GIVEN PASSAGE →
>>>
After lunch, eaten in one of the numerous restaurants along the way, we enter another world, the Grand Covered Bazaar with its 4,000+ stalls—a shopper’s perfect delight. Smell the scents and listen to the sounds of the traditional life of Turkey; bargain with the merchants and move on if the two of you cannot agree—there is another offer just down the aisle. Overnight in Istanbul.
Day 3 For the sailor in you there is the Bosphorus Cruise this morning. The two shores abound in modern villas, centuries-old palaces, ancient walls and the fantastic skyline of the city rising on each side of the straits. Feel the warm breezes and transport yourself to a time when you may have come to the shores as a conquering hero or returned with bounty from victory over a neighboring empire.
After a “fast food” lunch of delicious Turkish cuisine, we visit the 11th century Chora Church, home of some of the finest mosaics and frescoes to be found in the country. We transfer to the airport for an early evening flight to Kayseri. Overnight in Cappadocia.
Day 4 Cappadocia transports you into a geological wonderland. Step back in time and discover the strange, but beautiful, formations of the region, which give it an otherworldly appearance. Historically it dates to the 19thcentury BC when Assyrian traders developed native city-states later followed by the Hittite, Persian, Roman, Byzantine, Seljuk, Ottoman and Turkish periods.
<<<
SOURCE DATA →
>>>
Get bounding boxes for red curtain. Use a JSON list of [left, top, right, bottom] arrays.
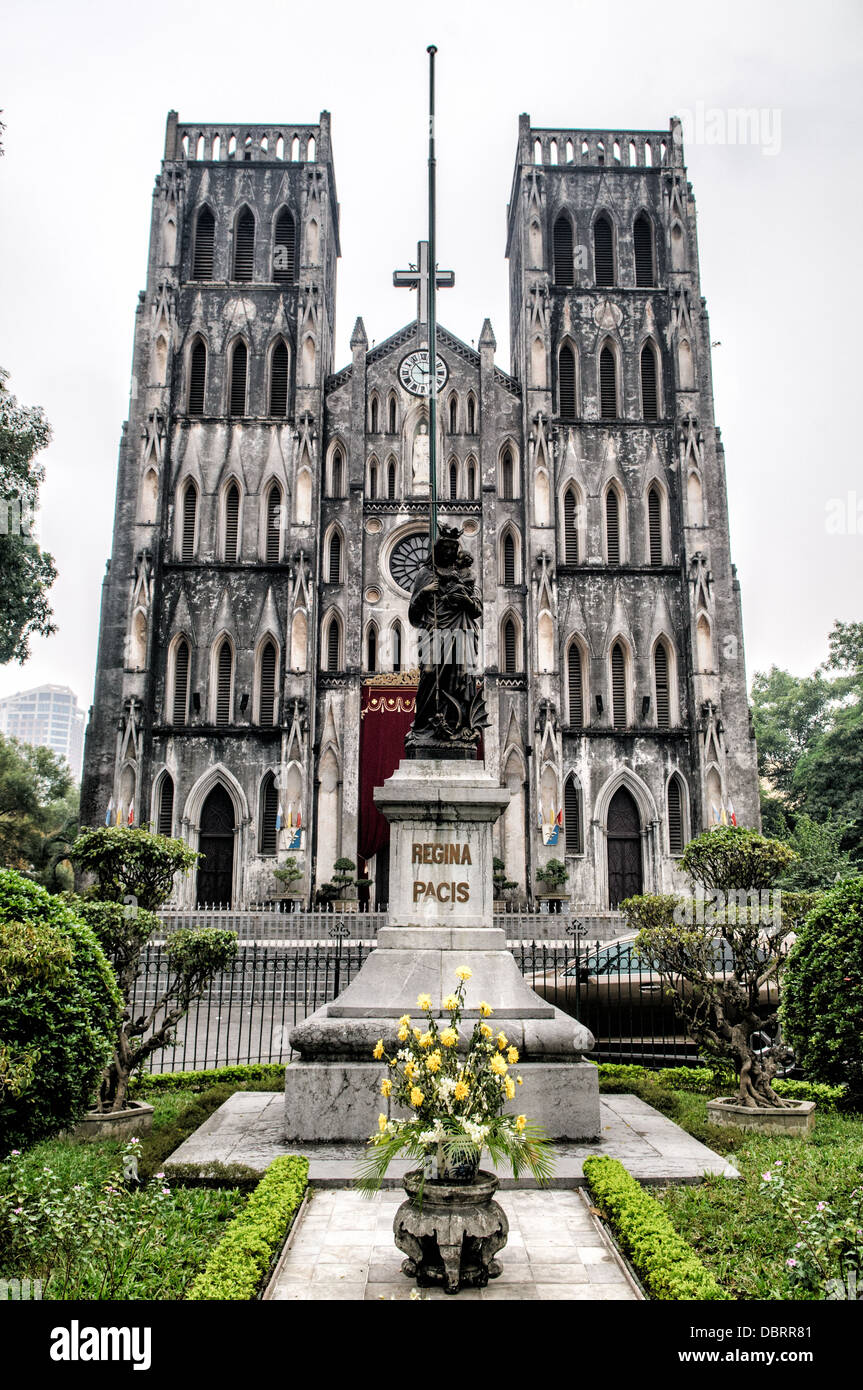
[[357, 684, 417, 859]]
<<<
SHORT TASK 1 → Reproduce word for word the part of the Turkey tour itinerary that begins at the words "Day 4 Cappadocia" and stops after "and Turkish periods.".
SHORT TASK 2 → According to the Turkey tour itinerary, how many stalls does the Grand Covered Bazaar have?
SHORT TASK 3 → List the periods that the Turkey tour itinerary says followed the Assyrian traders' city-states in Cappadocia.

WRITTEN REPLY 1 →
Day 4 Cappadocia transports you into a geological wonderland. Step back in time and discover the strange, but beautiful, formations of the region, which give it an otherworldly appearance. Historically it dates to the 19thcentury BC when Assyrian traders developed native city-states later followed by the Hittite, Persian, Roman, Byzantine, Seljuk, Ottoman and Turkish periods.

WRITTEN REPLY 2 → More than 4,000 stalls.

WRITTEN REPLY 3 → Hittite, Persian, Roman, Byzantine, Seljuk, Ottoman, Turkish